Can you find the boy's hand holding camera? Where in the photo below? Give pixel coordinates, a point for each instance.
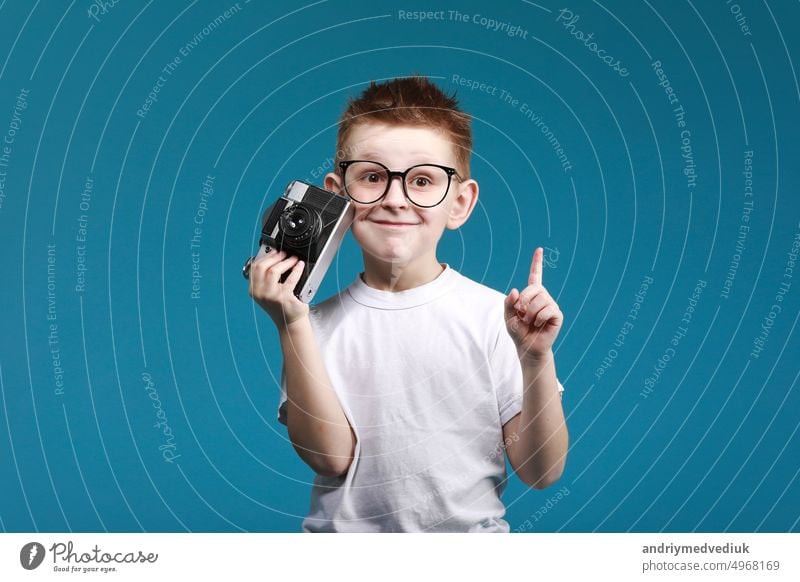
(276, 298)
(532, 317)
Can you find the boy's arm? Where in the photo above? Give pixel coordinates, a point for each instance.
(537, 437)
(316, 423)
(537, 449)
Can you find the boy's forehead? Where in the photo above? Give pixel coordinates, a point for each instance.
(371, 140)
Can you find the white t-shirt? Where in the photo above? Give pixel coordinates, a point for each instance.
(426, 377)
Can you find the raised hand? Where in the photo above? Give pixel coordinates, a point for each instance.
(533, 318)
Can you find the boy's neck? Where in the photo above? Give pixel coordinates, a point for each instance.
(400, 277)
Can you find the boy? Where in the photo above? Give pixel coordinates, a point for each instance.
(403, 390)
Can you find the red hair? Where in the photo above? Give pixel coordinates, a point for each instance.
(411, 101)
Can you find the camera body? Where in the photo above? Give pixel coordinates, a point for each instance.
(307, 222)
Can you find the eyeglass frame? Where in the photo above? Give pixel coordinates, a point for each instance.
(344, 164)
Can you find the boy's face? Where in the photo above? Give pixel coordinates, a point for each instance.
(398, 148)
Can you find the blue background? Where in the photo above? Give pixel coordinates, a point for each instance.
(254, 103)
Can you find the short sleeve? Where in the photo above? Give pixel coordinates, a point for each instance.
(507, 377)
(283, 398)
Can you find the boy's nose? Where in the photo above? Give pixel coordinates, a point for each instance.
(395, 197)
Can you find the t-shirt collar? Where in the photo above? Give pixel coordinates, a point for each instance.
(371, 297)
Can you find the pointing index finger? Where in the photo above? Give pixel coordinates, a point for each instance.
(536, 267)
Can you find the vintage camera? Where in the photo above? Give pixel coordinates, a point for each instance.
(307, 222)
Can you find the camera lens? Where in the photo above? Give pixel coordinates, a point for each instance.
(299, 225)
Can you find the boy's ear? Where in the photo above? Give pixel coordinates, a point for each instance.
(463, 204)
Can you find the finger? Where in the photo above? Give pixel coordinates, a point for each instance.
(545, 315)
(535, 277)
(294, 276)
(508, 303)
(535, 306)
(529, 294)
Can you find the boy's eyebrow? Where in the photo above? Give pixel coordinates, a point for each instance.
(420, 157)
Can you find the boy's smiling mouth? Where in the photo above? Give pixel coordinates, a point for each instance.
(394, 224)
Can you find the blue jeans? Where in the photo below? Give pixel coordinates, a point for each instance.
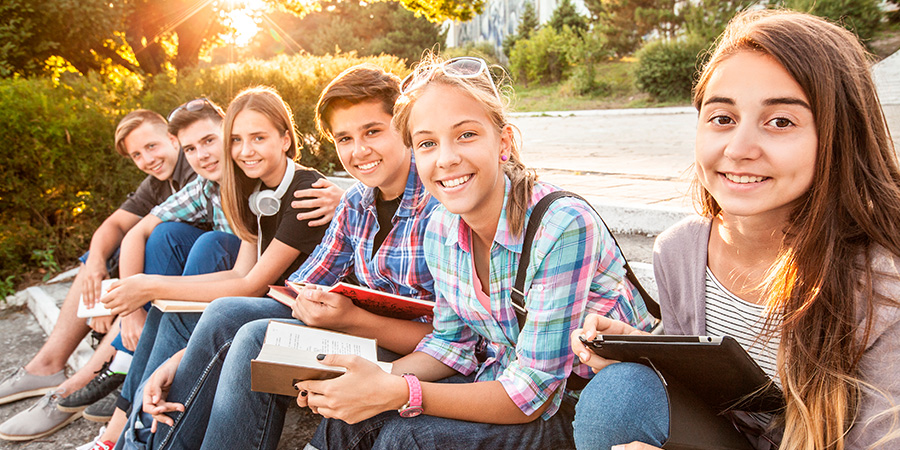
(234, 327)
(390, 431)
(624, 402)
(174, 249)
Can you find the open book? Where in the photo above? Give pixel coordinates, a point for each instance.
(289, 354)
(179, 305)
(99, 309)
(377, 302)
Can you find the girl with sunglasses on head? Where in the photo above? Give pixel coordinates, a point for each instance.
(259, 179)
(796, 253)
(513, 398)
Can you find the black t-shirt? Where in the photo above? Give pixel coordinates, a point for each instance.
(385, 209)
(285, 227)
(152, 191)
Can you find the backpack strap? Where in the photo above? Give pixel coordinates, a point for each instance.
(534, 221)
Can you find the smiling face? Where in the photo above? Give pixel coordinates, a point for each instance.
(258, 148)
(153, 150)
(458, 152)
(369, 148)
(756, 137)
(202, 145)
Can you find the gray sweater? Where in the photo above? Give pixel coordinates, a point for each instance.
(679, 262)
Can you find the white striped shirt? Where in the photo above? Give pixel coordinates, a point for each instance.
(729, 315)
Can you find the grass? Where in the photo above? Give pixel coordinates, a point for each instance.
(615, 89)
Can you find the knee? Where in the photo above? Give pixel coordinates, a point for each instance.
(624, 402)
(250, 337)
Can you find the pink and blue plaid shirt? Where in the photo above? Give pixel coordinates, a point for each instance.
(398, 266)
(575, 268)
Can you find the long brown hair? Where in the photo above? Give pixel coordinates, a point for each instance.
(852, 208)
(236, 185)
(480, 88)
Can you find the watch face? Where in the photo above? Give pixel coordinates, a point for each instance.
(412, 411)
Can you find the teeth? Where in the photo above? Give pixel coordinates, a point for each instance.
(369, 165)
(744, 179)
(456, 181)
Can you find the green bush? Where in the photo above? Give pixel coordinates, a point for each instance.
(666, 69)
(60, 175)
(547, 56)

• _Problem description_
Give back the material above word for word; no picture belongs in it.

• _Answer space_
Can you find the boy's hand holding camera? Where in the photo below? Give pixel coordinates, a point for each instance.
(276, 298)
(532, 317)
Can you find the boy's arm? Where in the photo above? Give pixel coordinates, a point for each instance.
(537, 437)
(316, 423)
(537, 449)
Can you find the boy's forehead? Where in the photo above? Give pixel coordinates, a point for each instance.
(371, 140)
Can you find the white t-shirt? Where in the photo above? Give pixel coordinates, a point for each instance.
(426, 377)
Can you find the raised hand? Where in the photo above? Give pixel coordinates, a point for each instance.
(533, 318)
Can you find the boy's neck? Where in the photo above? Give pixel coordinates, a point for each instance.
(400, 277)
Can you find the boy? Where in the photo above? Give pixel coordinates, a point for each instance.
(403, 390)
Can you find the red hair? Where in the photo above? Give pixel coordinates, a point for each instance.
(411, 101)
Can you find the camera body? Where in the photo above? Give pixel coordinates, a point for each instance.
(307, 222)
Can you find the eyeglass frame? Where in the photo above? Give pixel coordinates, a point for each instance.
(344, 164)
Can you find the boy's face? Where in the photo above? Give pixel coordinates, a point for each instance.
(398, 148)
Can you find the blue background? Where in the photo above? Give pixel coordinates, a point for each instance.
(254, 103)
Can you find the short sleeve? Where in the photo above? Give pixel coordinates, a point for each instance.
(507, 377)
(283, 398)
Can you find the boy's nose? Where in the photo above? Give pixel coordinates, a point for each instance.
(395, 197)
Can you find the t-shirt collar? Where in the photo above? Give pixel coordinates, a point for each instance.
(371, 297)
Can you find the pointing index finger? Where in the photo above? Give pixel coordinates, a point for each instance.
(536, 267)
Can you find the vintage camera? Where in the photo above? Give pixel coordinates, a point for each instance.
(307, 222)
Can you find the camera lens? Where in the photo above? Give pixel coordinates, a point for each instance.
(299, 225)
Can you find the boy's ear? Where in the photo above? Give pixel coordinates, a point for each instance.
(463, 204)
Can you find the finger? Where in the photo above? Give pixel coordinates, a point for each instance.
(545, 315)
(535, 277)
(294, 276)
(508, 303)
(535, 306)
(529, 294)
Can you find the boy's eyebrow? Where in the photo above? Give pixel coordinates, a point for each instance.
(420, 157)
Can you find the boy's smiling mouth? Where in the photo above? Give pixel coordinates, a point for each instance.
(394, 224)
Can you find the blue jeans? Where in the photo below? Give pixel coordinates, a point for each instance.
(234, 327)
(390, 431)
(624, 402)
(174, 249)
Can you find the open book? Where in the photo above? Give pixel coordinates, a point for each instance.
(289, 354)
(179, 305)
(99, 309)
(377, 302)
Can you find the girl with sunglasses on head? Where in the photo above? Give pixel coordinates, a point for each instance.
(259, 179)
(796, 253)
(513, 398)
Can you find the black t-shirt? Where in the photo above? Give pixel coordinates, a point for each instance.
(385, 209)
(285, 227)
(152, 191)
Can you find the backpack strap? Where in the photo above? Give pixel coordinates, a point for each instance.
(534, 221)
Can you find the smiling face? Where in the photo above? Give pixel coordinates, a point for each instance.
(258, 148)
(153, 150)
(458, 152)
(369, 148)
(756, 137)
(202, 145)
Can you find the gray sweater? Where in the photo above? Give pixel coordinates, a point for each instance.
(679, 262)
Can you find the white striped shirt? Where in the photo above? Give pixel coordinates, a point for each instance.
(729, 315)
Can you find the grass? Where in the photo above? Give pixel coordinates, a point for each instance.
(615, 89)
Can you find the knee? Where in the photo above? Give pixel coordinates, a point for each instance.
(624, 402)
(250, 337)
Can you find the pink and blue plaid shirt? Where in the photo above? Give pixel coordinates, a point for each instance.
(398, 266)
(575, 268)
Can you find the long brown hair? Where in the photo above? Give pixel coordinates, a point for each instance.
(852, 208)
(236, 185)
(480, 88)
Can you find the watch face? Where in the photo above? Give pixel coordinates, a point for each instance.
(412, 411)
Can you find the teeth? Where in the photo above? Give pixel coordinates, a point for each instance.
(369, 165)
(744, 179)
(456, 181)
Can you find the green bush? Where in the photo above? Give pixel coordinates, a point for each instance.
(666, 69)
(60, 175)
(547, 56)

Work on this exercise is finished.